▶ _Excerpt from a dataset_
☆ ☆ ☆ ☆ ☆ ☆ ☆
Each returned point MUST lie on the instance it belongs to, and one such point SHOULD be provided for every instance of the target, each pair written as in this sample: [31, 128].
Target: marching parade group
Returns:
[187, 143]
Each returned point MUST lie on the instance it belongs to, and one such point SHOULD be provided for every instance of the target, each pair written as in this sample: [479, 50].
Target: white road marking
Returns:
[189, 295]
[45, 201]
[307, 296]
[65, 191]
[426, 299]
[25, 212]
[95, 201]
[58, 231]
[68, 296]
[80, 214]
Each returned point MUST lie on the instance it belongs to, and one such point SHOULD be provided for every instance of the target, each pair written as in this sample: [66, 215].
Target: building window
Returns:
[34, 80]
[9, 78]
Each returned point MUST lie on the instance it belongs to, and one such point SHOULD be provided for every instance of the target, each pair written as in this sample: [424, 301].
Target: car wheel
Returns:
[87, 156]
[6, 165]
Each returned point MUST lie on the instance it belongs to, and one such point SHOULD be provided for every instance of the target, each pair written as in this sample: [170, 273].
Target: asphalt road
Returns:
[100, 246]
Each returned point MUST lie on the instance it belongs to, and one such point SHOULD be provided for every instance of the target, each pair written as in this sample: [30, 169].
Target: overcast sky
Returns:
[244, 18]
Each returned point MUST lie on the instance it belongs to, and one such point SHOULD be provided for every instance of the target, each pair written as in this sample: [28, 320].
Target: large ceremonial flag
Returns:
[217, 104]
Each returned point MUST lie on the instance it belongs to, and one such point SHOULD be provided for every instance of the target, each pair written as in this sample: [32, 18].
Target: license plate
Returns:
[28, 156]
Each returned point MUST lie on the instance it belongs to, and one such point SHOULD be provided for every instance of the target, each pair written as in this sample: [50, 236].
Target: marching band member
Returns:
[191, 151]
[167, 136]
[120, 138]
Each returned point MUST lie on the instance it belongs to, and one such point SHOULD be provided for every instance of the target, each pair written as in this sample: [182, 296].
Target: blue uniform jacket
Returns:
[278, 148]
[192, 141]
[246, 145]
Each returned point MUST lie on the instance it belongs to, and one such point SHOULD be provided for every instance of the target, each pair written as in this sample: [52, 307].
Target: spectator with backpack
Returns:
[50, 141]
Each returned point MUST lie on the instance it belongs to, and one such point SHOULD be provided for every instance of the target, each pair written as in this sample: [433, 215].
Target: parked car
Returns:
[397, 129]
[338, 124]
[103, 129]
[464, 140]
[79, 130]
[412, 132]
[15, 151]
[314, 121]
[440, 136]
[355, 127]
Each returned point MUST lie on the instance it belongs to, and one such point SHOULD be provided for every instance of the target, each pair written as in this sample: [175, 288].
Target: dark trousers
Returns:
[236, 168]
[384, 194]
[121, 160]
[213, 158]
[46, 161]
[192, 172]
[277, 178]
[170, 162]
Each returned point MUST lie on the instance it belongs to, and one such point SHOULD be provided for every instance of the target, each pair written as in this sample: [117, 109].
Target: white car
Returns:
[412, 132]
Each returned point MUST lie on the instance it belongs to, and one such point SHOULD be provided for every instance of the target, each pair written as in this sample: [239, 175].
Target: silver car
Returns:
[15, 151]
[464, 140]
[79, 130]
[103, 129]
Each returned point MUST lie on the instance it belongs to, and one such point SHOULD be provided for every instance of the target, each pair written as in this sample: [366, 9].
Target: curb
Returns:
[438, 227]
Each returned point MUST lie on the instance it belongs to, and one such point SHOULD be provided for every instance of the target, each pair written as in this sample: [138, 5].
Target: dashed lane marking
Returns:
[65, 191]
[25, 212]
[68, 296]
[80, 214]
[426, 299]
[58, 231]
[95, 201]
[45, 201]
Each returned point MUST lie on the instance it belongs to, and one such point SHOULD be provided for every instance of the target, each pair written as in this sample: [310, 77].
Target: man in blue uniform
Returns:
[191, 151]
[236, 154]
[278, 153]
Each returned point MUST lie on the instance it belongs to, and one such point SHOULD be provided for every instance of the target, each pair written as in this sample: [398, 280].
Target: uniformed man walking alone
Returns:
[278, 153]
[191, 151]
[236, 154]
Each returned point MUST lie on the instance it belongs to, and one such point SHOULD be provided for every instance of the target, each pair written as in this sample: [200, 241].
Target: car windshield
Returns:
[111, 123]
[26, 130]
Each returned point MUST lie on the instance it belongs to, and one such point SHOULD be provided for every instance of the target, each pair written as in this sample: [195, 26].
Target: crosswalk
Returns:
☆ ☆ ☆ ☆ ☆ ☆ ☆
▶ _Brief_
Arrange the lines of the data as a JSON list of strings, one string per line and blank lines omitted, from the line containing "sample: [366, 9]." to the end of the data.

▶ _Result_
[
  "Each returned point MUST lie on the instance it belongs to, and one such point SHOULD be provided for every instance of the target, each pair written as in this sample: [366, 9].",
  "Target: curb",
  "Returns:",
  "[438, 227]",
  "Each returned point MUST lie on the instance it belongs to, and one such point SHOULD be provided for every instance of the target, each pair written as in this sample: [138, 5].",
  "Target: dashed lane marking",
  "Returns:",
  "[65, 191]",
  "[25, 212]",
  "[68, 296]",
  "[80, 214]",
  "[426, 299]",
  "[58, 231]",
  "[95, 201]",
  "[45, 201]",
  "Each returned point MUST lie on the instance it belongs to, and one such point SHOULD be provided for every instance of the target, each pair written as in this sample: [310, 77].",
  "Target: man in blue uniform",
  "Returns:",
  "[191, 151]",
  "[236, 154]",
  "[278, 153]",
  "Each returned point MUST lie on the instance it belongs to, and one such point SHOULD be provided for every instance of the target, each pair written as in this sample: [398, 280].",
  "Target: uniformed man walking alone",
  "Returns:",
  "[278, 153]",
  "[191, 151]",
  "[236, 154]",
  "Each returned point MUST lie on the instance it belongs to, and one such point SHOULD be provided for every instance of the target, each pair written as in this sample: [200, 241].",
  "Target: car windshield",
  "Returns:",
  "[111, 123]",
  "[26, 130]",
  "Each returned point MUST lie on the instance it belongs to, and one such point SHOULD be provided for every instance of the target, each pair written as in this sample: [195, 26].",
  "Target: crosswalk",
  "Returns:"
]